AIM
Write each line exactly, from the line that holds "of the shop" through the final line of the material, and no other line.

#### ENTRIES PROVIDED ####

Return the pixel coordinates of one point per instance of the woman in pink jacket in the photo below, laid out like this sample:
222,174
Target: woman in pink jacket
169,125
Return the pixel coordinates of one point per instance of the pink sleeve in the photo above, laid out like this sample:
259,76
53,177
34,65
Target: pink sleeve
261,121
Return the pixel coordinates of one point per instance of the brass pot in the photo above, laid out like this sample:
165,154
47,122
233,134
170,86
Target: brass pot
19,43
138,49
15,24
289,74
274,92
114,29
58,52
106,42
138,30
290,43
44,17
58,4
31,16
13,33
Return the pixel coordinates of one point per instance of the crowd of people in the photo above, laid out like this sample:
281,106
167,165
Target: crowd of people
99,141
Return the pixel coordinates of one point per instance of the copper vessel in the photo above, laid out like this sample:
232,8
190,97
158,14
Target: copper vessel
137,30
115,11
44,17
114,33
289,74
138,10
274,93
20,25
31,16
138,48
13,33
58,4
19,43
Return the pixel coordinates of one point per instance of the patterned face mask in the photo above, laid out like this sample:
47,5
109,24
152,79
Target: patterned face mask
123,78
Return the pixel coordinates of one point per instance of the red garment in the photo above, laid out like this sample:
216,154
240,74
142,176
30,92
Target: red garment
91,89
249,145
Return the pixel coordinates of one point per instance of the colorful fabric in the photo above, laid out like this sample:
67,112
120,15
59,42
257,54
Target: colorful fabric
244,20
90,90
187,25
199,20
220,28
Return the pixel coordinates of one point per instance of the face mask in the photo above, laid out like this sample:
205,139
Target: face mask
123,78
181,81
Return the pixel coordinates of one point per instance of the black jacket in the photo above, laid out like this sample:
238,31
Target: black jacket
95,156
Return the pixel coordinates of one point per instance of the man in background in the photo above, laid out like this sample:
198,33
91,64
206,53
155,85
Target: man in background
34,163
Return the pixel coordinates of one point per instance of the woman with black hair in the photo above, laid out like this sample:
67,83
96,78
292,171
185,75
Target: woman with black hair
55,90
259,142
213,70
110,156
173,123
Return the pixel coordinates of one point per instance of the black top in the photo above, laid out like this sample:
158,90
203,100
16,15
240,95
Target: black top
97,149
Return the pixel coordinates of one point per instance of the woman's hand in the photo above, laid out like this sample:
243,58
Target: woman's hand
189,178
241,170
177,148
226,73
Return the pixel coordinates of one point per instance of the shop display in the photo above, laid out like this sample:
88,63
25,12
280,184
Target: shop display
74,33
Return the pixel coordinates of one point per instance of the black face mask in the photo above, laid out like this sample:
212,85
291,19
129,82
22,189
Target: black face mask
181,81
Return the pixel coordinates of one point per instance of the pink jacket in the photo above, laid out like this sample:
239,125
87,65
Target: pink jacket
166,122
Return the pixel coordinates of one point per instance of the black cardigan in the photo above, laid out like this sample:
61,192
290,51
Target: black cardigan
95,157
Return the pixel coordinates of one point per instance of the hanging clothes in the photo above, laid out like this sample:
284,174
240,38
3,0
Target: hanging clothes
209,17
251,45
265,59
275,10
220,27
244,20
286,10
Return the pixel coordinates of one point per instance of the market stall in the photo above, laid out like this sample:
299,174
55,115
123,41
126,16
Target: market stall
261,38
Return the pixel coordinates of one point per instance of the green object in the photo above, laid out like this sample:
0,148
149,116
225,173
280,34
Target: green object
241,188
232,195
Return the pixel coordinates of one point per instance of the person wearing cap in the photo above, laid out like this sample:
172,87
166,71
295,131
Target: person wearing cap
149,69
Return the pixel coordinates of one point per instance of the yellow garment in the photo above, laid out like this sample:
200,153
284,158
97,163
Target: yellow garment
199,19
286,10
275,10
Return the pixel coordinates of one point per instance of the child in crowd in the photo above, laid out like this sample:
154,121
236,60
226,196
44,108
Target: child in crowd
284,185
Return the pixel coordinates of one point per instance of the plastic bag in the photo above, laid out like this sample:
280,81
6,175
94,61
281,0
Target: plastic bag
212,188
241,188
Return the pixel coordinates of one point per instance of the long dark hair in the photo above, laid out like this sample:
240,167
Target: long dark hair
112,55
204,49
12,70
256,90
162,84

####

SOLUTION BELOW
Return the pixel coordinates of one point per instance of the shop display in the photo above, laid out like this sample:
88,63
25,12
280,184
Target: shop display
74,33
Return the pixel coordinates of one point per instance of the black face mask in the photo above, laid out like this sample:
212,85
291,19
129,82
22,189
Target: black face mask
181,81
Return the pixel coordinates of one point per instance of the pink jacket in the photo above, laid out like this sample:
239,125
87,65
Target: pink jacket
166,122
Return the pixel coordinates of one point per instance of the black cardigan in the photo above, laid out like this sample:
61,192
290,51
Target: black cardigan
95,157
Return the pixel coordinates of one point per instance of the hanging clothes in the photo above, laid out like this sample:
284,174
240,38
3,0
Target: hanging clothes
209,17
251,45
265,59
275,10
220,27
244,20
286,10
Return the pixel coordinates of one point per instance of the market stall in the photo above, laid out like this sample:
299,174
55,115
123,41
126,16
Target: market stall
261,38
Return the pixel coordinates of one point per instance of the green object in the photo above, laid out like this sample:
0,148
149,116
225,173
280,34
Target: green object
241,188
232,195
Return the pixel coordinates of one point per instance of the person wearing cap in the photo above, laid out like this sample:
172,87
166,71
295,131
Target: person wearing cap
149,69
Return the pixel coordinates of one point per instance of the yellow garment in the photo above, laid out like this sample:
200,153
284,158
97,163
Target: yellow garment
199,19
286,10
275,10
Return the pixel coordinates of one point per instance of the child in crowd in the photo above, laid out like this sample:
154,121
236,60
226,196
44,108
Target: child in crowd
284,185
Return the pixel coordinates of one point per instance of the plastic bag in the photo above, laid out like this sample:
280,81
6,175
94,61
281,0
Target: plastic bag
212,188
241,188
Return the pixel coordinates of one point per instance of the long dark hair in the photo above, laid out like this sample:
240,167
Target: long dark hair
112,55
204,49
12,70
256,90
162,84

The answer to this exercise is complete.